▸ **Required task**:
Write each line exactly as it stands, from the line containing "Each instance receives one keypoint. Mark the red plant" through the end of the data.

-- START OF Supplied data --

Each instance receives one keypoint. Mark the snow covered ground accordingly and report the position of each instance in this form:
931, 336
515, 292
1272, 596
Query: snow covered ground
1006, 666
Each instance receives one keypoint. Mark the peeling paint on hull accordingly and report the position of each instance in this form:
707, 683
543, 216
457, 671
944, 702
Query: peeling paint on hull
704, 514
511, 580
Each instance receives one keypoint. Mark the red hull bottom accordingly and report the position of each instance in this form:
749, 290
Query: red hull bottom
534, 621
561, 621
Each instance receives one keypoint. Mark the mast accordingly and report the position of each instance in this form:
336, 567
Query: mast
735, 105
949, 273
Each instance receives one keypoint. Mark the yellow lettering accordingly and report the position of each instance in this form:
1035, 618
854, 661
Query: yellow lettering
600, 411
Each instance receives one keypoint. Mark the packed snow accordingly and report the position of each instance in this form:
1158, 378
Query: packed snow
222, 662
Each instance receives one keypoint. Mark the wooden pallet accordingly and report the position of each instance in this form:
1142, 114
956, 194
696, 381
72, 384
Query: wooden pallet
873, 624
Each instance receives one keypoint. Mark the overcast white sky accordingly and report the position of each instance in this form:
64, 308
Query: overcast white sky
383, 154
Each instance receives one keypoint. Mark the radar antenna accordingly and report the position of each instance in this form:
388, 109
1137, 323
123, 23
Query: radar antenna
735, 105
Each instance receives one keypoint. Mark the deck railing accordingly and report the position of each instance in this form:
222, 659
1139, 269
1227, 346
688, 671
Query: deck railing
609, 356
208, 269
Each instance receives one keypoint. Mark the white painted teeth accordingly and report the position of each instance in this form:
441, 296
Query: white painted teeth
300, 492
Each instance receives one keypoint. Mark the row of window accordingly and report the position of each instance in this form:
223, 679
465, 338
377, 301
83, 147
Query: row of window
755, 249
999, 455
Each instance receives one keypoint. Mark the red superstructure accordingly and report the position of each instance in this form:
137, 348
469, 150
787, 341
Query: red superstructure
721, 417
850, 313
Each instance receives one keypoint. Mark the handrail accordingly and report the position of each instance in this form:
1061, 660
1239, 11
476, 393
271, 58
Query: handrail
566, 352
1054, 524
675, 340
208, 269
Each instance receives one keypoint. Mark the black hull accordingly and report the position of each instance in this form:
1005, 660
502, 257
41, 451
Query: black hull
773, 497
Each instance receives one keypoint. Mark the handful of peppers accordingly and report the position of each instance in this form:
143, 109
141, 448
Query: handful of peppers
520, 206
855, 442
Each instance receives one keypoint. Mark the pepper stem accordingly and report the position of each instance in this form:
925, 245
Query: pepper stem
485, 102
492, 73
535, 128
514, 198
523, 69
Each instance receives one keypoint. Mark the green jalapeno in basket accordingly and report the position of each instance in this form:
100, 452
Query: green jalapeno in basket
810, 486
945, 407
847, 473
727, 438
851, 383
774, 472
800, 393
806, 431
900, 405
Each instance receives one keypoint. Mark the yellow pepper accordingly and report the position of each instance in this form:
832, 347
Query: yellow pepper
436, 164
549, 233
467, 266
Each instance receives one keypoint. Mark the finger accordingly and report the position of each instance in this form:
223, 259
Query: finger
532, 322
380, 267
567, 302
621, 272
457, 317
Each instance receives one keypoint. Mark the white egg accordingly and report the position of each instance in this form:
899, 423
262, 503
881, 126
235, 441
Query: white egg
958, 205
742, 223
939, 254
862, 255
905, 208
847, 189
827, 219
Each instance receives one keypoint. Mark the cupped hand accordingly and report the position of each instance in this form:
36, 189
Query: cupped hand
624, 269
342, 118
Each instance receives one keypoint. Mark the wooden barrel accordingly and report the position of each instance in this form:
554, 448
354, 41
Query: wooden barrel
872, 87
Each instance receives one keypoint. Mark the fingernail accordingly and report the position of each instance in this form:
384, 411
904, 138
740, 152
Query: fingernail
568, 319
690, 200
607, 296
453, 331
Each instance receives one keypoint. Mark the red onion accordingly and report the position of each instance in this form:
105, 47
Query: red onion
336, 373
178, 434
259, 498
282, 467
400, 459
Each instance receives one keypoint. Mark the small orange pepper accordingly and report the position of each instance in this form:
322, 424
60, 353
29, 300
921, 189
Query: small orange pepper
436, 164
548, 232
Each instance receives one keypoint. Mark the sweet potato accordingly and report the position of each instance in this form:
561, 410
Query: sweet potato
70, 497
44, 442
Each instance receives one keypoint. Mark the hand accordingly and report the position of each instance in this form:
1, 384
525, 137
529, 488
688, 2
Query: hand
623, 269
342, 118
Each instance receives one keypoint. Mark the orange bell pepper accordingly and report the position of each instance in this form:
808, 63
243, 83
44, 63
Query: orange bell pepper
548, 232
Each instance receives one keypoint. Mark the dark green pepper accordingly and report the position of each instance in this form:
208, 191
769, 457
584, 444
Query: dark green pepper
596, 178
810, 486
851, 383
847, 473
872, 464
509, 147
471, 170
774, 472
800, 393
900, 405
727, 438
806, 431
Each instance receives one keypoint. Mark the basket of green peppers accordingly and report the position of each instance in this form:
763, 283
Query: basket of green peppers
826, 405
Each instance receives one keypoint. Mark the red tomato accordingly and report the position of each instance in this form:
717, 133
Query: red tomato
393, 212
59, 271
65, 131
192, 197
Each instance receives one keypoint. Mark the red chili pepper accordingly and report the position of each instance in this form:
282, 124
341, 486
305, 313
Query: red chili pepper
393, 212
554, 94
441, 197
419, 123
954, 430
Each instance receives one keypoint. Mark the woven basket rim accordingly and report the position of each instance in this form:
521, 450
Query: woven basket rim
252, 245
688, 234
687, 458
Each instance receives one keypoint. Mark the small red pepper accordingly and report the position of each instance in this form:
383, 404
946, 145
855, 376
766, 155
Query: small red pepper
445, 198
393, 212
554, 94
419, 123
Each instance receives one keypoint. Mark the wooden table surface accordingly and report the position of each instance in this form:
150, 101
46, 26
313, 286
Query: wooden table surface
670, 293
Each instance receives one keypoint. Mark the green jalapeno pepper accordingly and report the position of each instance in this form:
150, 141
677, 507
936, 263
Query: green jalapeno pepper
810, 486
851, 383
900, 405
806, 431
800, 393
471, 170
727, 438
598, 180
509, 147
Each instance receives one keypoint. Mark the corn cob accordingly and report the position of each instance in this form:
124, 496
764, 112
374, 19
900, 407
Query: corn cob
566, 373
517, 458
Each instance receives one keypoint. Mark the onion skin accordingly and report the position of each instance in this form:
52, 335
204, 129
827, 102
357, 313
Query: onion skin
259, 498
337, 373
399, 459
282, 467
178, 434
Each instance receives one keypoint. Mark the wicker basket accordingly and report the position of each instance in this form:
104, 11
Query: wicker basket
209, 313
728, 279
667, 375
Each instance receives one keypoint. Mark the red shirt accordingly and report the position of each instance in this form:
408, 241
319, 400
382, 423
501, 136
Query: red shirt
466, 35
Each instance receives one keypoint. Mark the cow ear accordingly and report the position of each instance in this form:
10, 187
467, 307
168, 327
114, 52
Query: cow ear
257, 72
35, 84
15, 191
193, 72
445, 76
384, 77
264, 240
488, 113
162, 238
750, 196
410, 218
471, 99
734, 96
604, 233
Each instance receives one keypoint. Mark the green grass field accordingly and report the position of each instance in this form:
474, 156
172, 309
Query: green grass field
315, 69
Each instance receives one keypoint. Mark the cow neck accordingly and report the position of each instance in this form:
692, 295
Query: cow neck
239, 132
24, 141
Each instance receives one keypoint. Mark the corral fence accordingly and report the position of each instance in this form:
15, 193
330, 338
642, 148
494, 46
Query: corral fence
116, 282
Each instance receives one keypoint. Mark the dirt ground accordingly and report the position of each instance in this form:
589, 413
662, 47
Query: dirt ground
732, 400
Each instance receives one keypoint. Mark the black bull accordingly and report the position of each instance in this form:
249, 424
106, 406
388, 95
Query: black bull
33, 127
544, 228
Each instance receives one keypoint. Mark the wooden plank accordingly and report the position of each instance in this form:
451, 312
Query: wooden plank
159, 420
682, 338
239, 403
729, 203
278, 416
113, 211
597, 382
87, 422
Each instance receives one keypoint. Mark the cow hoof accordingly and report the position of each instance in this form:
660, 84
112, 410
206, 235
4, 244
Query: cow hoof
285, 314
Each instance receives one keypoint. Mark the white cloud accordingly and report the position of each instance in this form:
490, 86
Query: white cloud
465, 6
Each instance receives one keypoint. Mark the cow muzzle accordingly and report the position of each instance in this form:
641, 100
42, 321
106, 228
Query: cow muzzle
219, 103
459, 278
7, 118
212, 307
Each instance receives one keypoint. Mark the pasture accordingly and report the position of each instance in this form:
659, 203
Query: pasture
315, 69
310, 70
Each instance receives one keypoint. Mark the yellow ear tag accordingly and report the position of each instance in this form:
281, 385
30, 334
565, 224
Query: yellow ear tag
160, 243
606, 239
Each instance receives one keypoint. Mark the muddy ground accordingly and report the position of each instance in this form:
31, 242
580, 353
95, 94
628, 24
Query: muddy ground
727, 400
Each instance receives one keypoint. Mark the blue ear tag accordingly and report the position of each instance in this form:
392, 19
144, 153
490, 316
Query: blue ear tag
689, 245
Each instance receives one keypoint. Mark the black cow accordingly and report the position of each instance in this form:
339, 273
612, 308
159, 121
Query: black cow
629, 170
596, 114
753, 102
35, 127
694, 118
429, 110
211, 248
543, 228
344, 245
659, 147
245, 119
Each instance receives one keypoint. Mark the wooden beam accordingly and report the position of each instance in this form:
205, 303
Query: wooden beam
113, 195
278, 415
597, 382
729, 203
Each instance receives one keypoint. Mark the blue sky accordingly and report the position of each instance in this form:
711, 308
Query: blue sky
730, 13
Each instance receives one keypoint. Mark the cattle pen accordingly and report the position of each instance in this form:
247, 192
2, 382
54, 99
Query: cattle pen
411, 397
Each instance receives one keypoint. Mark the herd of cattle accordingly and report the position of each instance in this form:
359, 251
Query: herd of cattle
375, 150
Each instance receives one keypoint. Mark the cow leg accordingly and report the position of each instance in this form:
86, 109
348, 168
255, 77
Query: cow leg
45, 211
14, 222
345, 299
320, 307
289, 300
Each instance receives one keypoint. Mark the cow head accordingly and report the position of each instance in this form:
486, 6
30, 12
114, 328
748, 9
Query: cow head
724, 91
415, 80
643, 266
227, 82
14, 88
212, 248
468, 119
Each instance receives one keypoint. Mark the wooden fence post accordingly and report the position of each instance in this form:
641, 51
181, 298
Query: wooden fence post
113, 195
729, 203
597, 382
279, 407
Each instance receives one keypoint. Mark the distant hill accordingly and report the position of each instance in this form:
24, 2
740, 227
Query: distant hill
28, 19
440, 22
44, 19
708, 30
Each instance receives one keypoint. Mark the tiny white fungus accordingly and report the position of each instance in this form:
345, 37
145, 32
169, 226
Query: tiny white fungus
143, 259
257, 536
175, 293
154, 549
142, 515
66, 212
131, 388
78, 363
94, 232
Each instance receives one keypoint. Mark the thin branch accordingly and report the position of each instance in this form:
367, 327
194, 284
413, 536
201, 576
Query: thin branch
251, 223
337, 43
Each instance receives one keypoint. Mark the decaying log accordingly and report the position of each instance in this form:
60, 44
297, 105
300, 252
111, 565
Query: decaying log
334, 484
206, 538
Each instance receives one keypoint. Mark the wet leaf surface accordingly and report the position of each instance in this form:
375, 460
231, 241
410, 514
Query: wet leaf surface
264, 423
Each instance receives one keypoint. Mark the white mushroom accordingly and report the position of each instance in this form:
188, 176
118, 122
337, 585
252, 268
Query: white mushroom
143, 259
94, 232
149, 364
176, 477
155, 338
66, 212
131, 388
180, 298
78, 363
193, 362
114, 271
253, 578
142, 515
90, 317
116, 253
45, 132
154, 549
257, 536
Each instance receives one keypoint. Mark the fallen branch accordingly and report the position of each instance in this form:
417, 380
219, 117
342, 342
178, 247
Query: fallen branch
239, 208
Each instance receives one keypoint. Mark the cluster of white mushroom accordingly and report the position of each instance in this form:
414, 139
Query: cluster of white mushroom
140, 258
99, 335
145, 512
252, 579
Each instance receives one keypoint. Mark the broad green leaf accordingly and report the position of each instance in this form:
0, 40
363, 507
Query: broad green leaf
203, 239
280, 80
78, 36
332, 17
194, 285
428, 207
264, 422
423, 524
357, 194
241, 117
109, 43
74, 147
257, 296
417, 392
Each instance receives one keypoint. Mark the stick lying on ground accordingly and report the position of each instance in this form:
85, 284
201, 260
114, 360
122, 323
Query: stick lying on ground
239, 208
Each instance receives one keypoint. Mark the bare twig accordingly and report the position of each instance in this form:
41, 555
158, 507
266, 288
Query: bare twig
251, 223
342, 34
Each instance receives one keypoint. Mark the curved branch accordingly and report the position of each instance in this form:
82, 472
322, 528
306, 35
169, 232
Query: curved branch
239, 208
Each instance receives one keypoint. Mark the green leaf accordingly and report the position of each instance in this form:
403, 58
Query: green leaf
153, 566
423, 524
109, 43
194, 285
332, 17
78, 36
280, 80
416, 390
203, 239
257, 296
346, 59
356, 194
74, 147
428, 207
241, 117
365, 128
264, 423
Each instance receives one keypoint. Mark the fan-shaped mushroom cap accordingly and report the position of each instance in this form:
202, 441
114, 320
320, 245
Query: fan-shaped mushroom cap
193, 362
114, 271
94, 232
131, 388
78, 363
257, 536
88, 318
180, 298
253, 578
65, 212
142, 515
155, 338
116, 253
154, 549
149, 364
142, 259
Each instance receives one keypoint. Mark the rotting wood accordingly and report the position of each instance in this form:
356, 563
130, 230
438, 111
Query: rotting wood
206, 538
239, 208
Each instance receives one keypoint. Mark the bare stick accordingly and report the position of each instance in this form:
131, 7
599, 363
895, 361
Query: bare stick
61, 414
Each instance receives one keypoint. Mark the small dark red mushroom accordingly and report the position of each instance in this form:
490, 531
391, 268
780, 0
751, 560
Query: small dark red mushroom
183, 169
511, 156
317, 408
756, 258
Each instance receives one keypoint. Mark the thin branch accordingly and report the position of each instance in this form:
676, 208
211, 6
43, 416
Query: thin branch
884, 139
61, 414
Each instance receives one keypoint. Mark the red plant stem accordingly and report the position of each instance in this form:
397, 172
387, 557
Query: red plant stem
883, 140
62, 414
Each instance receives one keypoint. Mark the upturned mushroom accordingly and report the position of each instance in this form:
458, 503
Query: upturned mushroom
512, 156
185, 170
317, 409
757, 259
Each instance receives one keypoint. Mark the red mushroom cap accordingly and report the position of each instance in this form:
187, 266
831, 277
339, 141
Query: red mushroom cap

-- END OF Supplied data --

▸ **Finished answer**:
Each instance receives one keypoint. Mark the red plant stem accordingly and report the position of each instance in this form:
397, 172
387, 557
Query: red plant stem
883, 140
62, 414
Each instance receives one keypoint. Mark the upturned mushroom accordingly and report the position of each instance in this form:
458, 503
Query: upturned mushroom
512, 156
185, 170
317, 409
757, 259
Each instance receives one keypoint. Mark the red mushroom cap accordingly and report the position of each instance in this form:
187, 266
831, 277
339, 141
Query: red mushroom cap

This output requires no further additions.